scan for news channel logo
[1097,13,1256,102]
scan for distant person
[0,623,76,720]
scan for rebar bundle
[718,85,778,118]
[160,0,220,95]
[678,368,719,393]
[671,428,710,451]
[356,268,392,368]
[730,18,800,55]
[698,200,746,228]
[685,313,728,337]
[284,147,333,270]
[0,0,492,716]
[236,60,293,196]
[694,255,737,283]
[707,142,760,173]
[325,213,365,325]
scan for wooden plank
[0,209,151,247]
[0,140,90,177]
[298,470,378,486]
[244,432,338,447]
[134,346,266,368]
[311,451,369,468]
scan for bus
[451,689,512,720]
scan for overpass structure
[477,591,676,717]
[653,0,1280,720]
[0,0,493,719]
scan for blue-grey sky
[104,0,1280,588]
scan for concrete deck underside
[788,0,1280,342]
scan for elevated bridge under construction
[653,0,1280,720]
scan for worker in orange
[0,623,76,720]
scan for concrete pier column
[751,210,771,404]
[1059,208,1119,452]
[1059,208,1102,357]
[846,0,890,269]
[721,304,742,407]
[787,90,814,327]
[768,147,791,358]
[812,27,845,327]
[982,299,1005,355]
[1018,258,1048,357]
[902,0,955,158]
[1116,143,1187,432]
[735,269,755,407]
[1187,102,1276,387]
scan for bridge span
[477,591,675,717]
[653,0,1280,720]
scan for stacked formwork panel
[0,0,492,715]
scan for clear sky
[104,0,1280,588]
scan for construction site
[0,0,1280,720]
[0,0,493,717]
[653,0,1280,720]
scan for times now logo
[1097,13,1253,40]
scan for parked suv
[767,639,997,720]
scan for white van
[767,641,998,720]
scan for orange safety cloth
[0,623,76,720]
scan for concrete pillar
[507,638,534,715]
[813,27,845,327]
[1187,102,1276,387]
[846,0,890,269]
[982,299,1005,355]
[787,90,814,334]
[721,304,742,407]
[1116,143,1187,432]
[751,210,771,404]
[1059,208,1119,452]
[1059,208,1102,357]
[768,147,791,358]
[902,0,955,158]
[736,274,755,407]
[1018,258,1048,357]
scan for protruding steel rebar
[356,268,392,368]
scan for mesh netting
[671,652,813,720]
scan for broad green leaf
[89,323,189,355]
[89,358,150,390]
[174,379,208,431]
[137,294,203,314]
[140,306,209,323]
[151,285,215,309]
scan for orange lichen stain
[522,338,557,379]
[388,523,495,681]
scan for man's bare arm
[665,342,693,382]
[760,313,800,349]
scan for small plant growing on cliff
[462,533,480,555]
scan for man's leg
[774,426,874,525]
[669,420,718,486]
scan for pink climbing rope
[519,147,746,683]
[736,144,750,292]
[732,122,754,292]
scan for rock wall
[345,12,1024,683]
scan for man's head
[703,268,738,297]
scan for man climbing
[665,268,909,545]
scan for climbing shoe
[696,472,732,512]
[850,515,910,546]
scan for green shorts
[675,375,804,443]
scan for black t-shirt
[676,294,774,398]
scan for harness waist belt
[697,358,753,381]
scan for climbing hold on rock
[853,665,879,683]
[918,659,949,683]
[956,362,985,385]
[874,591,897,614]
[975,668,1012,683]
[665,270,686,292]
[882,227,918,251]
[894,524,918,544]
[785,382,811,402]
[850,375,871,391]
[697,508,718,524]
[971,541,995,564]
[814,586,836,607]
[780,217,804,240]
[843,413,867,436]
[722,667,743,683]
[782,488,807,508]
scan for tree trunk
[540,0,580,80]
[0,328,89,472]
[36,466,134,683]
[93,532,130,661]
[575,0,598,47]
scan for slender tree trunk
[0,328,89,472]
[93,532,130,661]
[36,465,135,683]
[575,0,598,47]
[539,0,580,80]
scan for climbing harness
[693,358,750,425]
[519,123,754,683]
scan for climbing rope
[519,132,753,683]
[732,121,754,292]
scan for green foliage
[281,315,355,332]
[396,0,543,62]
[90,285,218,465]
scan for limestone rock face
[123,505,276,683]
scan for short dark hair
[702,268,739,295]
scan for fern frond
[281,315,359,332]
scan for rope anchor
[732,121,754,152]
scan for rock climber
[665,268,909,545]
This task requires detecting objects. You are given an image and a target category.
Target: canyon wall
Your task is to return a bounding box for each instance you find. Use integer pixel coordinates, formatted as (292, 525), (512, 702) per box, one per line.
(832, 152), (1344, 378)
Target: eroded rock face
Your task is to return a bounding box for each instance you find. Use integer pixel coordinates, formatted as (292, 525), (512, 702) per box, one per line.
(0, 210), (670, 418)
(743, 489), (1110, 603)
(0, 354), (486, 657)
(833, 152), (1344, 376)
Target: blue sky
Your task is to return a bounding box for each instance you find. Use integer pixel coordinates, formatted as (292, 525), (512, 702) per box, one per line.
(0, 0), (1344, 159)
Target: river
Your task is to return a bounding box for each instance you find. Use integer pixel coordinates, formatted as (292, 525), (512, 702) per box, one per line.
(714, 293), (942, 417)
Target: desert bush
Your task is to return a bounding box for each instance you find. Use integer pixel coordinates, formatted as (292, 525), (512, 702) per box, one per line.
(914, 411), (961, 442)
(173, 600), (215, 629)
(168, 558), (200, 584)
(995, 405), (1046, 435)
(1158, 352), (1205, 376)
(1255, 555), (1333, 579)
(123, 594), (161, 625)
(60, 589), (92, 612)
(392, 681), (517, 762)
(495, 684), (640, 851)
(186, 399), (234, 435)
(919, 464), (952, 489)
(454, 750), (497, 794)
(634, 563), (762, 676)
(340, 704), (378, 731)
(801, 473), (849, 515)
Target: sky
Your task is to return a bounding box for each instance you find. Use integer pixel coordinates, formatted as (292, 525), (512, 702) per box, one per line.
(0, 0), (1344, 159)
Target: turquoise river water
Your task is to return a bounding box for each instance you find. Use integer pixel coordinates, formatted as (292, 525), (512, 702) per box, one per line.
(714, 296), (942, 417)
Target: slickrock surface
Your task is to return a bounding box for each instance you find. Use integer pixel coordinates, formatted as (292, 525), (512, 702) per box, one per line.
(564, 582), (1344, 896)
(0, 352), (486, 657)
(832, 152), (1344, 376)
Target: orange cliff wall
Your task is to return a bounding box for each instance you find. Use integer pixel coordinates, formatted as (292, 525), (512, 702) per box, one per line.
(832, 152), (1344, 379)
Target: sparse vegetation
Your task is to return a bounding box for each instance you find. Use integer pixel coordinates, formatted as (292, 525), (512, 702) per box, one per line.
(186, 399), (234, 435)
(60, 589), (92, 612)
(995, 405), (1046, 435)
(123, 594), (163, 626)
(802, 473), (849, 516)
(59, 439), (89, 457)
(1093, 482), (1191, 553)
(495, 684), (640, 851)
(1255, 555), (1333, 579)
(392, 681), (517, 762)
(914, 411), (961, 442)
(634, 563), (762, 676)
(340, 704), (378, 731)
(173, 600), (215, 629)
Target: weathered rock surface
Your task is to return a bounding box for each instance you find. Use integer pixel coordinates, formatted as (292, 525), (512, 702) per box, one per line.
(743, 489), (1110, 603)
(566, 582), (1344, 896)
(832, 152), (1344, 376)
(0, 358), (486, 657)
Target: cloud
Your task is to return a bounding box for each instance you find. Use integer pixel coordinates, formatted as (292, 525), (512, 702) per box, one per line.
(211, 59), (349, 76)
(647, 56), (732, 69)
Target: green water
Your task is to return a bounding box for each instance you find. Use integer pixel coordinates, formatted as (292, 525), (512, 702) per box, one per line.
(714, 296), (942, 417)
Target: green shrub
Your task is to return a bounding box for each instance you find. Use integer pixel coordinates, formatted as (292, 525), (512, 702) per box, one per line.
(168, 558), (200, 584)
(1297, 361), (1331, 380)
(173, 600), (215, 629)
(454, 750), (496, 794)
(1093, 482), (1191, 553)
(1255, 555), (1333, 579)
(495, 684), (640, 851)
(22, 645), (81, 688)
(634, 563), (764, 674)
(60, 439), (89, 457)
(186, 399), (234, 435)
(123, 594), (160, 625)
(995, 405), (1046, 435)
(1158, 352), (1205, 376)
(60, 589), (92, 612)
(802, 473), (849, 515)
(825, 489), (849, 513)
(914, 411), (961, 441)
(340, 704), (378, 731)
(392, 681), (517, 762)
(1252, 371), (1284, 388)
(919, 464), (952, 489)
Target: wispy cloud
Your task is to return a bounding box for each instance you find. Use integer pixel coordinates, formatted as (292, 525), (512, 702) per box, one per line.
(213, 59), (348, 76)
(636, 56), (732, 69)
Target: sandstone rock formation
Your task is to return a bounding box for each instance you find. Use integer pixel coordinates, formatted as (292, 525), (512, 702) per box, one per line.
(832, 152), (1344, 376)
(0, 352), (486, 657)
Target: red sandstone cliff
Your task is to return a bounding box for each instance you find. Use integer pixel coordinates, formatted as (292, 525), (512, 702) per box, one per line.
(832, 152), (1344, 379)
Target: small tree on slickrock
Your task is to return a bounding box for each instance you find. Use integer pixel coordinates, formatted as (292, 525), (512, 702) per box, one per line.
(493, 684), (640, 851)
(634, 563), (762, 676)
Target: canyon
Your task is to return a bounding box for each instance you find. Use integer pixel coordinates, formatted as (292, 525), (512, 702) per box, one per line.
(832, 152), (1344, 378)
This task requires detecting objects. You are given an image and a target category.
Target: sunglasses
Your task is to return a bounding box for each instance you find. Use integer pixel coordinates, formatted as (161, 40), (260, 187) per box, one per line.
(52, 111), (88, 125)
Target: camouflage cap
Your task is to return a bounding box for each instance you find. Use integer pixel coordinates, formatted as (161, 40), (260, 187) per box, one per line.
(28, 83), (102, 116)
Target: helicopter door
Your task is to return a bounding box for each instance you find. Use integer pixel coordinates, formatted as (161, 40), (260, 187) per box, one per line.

----

### Written request
Repeat the items word for word, starting at the line containing "scan for mesh netting" and ending at the line containing "[388,523,495,681]", with both of those lines included.

### Solution for this exercise
scan for mesh netting
[671,652,813,720]
scan for broad green leaf
[89,323,189,355]
[89,358,150,390]
[174,379,208,431]
[137,294,203,314]
[140,306,209,323]
[151,285,215,309]
scan for orange lichen stain
[522,338,557,379]
[388,523,495,681]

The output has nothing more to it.